_TASK INSTRUCTIONS_
[A] In the Canadian history blog posts below, list the events the text says the history hall exhibit will include.
[B] Write the next part of the Canadian history blog posts below, picking up after their final sentence.

_SOURCE TEXT_
Tuesday 3 December 2013

Leaders and Legacies - New Website


A new website with an interesting premise promises to bring us some stories on former prime ministers and governor generals (or is that governors general, I always forget). Roderick Benns of Fireside Publishing has started the site and it is now up and running here.

There are several stories up there now including one on Paul Martin's aboriginal aboriginal youth entrepreneurship program, an interview with Michael Meighen, the Senator and grandson of former prime minister Arthur Meighen.

And then I have a slightly longer piece on Arthur Meighen that I titled 'The Unlucky Prime Minister'. If you're looking for a primer on the King-Byng dispute, and a fresh take to boot, in less than 1700 words, this is it. And hey, who doesn't want that?!

Thursday 28 November 2013

A Sneak Peak at the New Museum of Civilization


The renaming and rejigging of the Museum of Civilization in Ottawa has managed to offend many  in Canadian history circles over the last year. Many are sceptical about the reasons it is being changed to the Canadian Museum of History.

Even former director Victor Rabinovitch spoke out publicly about the change. He linked it to what he called "'the Harper-Kenney vision of Canada as a land of victorious armed forces, brawny resource extractors and compliant monarchists.”

Today the Ottawa Citizen has a story from Don Butler giving us a first sneak peak into the main hall of Canadian history. See the story here for all of the details.

According to David Morrison, head of the museum's team putting together the hall, the main themes to be addressed are aboriginals and their relations with European settlers, French-English relations, and immigration. He talks of how “There is a sort of a backbone to the hall of political history, but most of the real content is the consequences of political history...What did this mean to ordinary people?”

The story says that '[t]he history hall exhibit will include events that make most Canadians squirm today, such as residential schools, the imprisonment of Ukrainian Canadians during the First World War, anti-potlatch laws and the forced relocation of Japanese Canadians during the Second World War.' 

We won't know what it will actually look like for a while. I'm sure some will be critical no matter what. But honestly the framework, on the surface, seems ho-hum, as expected. No conspiracy. No massive exclusion. Just the kind of Canadian history you would teach in a general survey.  

We'll see.

Wednesday 27 November 2013

Patriotism for the Wealthy

Source: Library and Archives Canada

Arthur Meighen's descendants are in the news today, and probably not happily so. CBC is reporting about a lawsuit that pitted different family members against each other from 2008 to 2011. It all had to do with the money in the Arthur Meighen Trust.

After Meighen left the Senate and was defeated in a comeback bid to reenter the House of Commons as prime minister in 1942 (much to the relief of Mackenzie King who feared having a decent opposition leader, capable of tearing him apart in debate just as the conscription debated threatened to tear the country apart), Meighen went back to Toronto and became rather wealthy as the head of an investment business. He later set up the trust under his name to provide money for his descendants after he died.

Families don't always get along.

_MATERIAL PROVIDED_
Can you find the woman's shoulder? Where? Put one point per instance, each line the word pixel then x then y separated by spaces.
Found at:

_PER-TASK ANSWERS_
[A]
- Residential schools
- The imprisonment of Ukrainian Canadians during the First World War
- Anti-potlatch laws
- The forced relocation of Japanese Canadians during the Second World War

[B]
The CBC came onto this story as part of its own investigation into offshore tax havens - the far-sighted and generous way so many wealthy Canadians ensure that they don't have to support our country and our government any more than they absolutely have to. Patriotism for the wealthy - diluted because otherwise they would just be so overcome with devotion - financially verklempt.

Documents submitted to the courts as part of the lawsuit allege that some in the family funnelled money through complex offshore investments so as to avoid paying taxes. In the midst of all of this, some in the family felt that they were being left out. The case was settled out of court and none of this was ever settled in court.

Perhaps most strikingly, the documents allege that the scheme to get the funds out of the country was put together by a man named Jim Love. Alas, if the documents are true, Mr Love would seem to have been struck by a particularly hard case of patriotism for the wealthy. You see Mr Love is also the chair of the board of governors at the Canadian Mint. That's right: the man in charge of making Canadian money. He's also allegedly a strong Conservative and good friends with Finance Minister Jim Flaherty.

I don't know what to say. I'm overcome. I'm… verklempt.

Friday 22 November 2013

Tim Cook Wins Governor General's Award for History


The Ottawa Citizen is reporting that Tim Cook has been honoured with the Governor General's History Award for Popular Media, the Pierre Berton Award.

It is well deserved. Cook is a historian curator at the War Museum as well as the author of several well-known and nicely written and researched books on military history in Canada. He's a good writer, a great speaker, and the award couldn't have gone to a more decent, well-deserving historian.

If you haven't already, go and pick up one of his books.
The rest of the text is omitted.